> _GIVEN PASSAGE_
────────────────────

I write from The Hague on a chilly March morning, just before I travel back to India. The Netherlands is one of the places in the world I most consider home. It is not surprising as I’m half Dutch – our first son was born here and I have visited often with my mother – keeping strong connections with our Dutch family.

And now, another of life’s milestones has unfolded amongst these cobbled streets and gabled homes that I so adore – my first book has been launched!


The setting was my co-author’s lovely, gezellig home. That Dutch word for cozy, typified the evening of March 7th. With a crackling fire, candles lit and tulips artfully arranged, and gifted, Jo Parfitt and I welcomed our guests. Many were dear friends who we see but once a year at the Families in Global Transition Conference; many having just arrived from the US, from Switzerland, Hong Kong or perhaps Dubai. Others were local friends or some involved in Jo’s mentoring and publishing life. All of them were congratulatory and pleased for us that Monday Morning Emails was ‘hot off the press’… stacks of boxes tucked away in a corner to prove it!

With Jo and I seated before the warmth of the fireplace, I peered out to the crowd of thirty or so people and soaked in the moment. A book launch is the gilded prize, reward for many hours of silent endeavour – the culmination of a dream. For me, it is my first published book and needless to say, I was a little ‘over the moon’.

“Your first book is always the most poignant,” Jo had admitted the day before as she handed the book to me for the first time.” Its silky cover was more lovely than I had hoped. When I thumbed to the back, to my author’s page, I was euphoric.

The evening of the book launch progressed with readings and discussions. Also with my penning many heartfelt messages as I signed copies of the book. And curiously, after all of this, I found myself back at my hotel, sitting cozily and reading a little of our book. Through it all, I was enveloped in sheer contentment and joy. Yet Monday Morning Emails is not always an easy, calm read. It is thought-provoking and truthful, a vulnerable exchange between global mothers. Between the two of us, Jo and I have raised five sons around the world in twelve different countries. We have supported our husbands careers and found our passion in writing, mentoring and publishing. But with that has come myriad issues as the backdrop of our life has changed every three, four, six years, perhaps after only three months!

In May of last year, Jo and I decided to write to each other every Monday. We well knew the power of writing and initially thought our book would be about the empty nest stage and raising global children, especially as each of us had a son who was having a difficult time with depression and anxiety. As we wrote of this, our dialogue also turned towards the loss of identify of children, building homes for ourselves against an ever-changing backdrop, ageing parents, health and wellness, traumatic childhood experiences – the topics tumbled forth. We found that over the six months we migrated organically from subject to subject exploring not only trying times, but also of great joy. We have experienced so much that makes a global life worth living – unique cultural experiences and privileged insights that we forever treasure.

Our accounts are truthful and personal, and we thank our family for understanding our ‘mission’ – to enlighten, to offer solace, to let people know that they are not the only family going through issues. “Mom, I don’t mind if you write my story,” my youngest son said with support. “If it can help someone not go through what I did, or help parents, then I’m happy to do that.”

────────────────────

> _ENTRIES PROVIDED_
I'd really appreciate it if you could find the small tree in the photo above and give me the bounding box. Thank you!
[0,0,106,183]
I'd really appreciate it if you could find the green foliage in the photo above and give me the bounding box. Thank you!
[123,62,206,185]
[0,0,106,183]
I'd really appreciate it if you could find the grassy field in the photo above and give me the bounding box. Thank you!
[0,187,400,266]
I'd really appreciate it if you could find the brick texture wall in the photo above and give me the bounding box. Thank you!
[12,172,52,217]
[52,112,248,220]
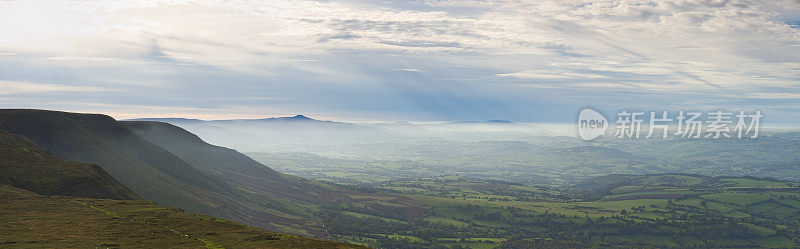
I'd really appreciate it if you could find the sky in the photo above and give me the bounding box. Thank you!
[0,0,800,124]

────────────────────

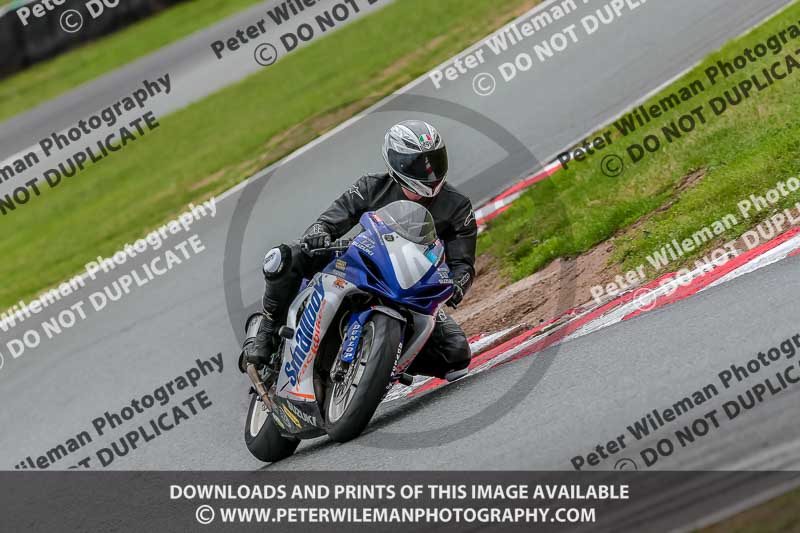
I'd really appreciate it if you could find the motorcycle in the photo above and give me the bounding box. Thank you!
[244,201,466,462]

────────────────────

> _WHAT TO DO_
A - According to the book launch post, on what date was the launch evening held?
B - Sum up the book launch post in two sentences.
C - Repeat word for word the part of the book launch post that opens with the words "I write from" and closes with "our Dutch family.".
The listing above is separate material from the book launch post.

> _FULL SOLUTIONS_
A - March 7th.

B - Writing from The Hague, the author describes launching a first book, Monday Morning Emails, with co-author Jo Parfitt at Jo's cozy home before about thirty guests, with readings, discussions and book signings. The book grew from weekly Monday letters the two global mothers began exchanging the previous May, covering topics such as raising children abroad, depression and anxiety in their sons, identity, home and ageing parents, and it is shared to show other families they are not alone in their struggles.

C -
I write from The Hague on a chilly March morning, just before I travel back to India. The Netherlands is one of the places in the world I most consider home. It is not surprising as I’m half Dutch – our first son was born here and I have visited often with my mother – keeping strong connections with our Dutch family.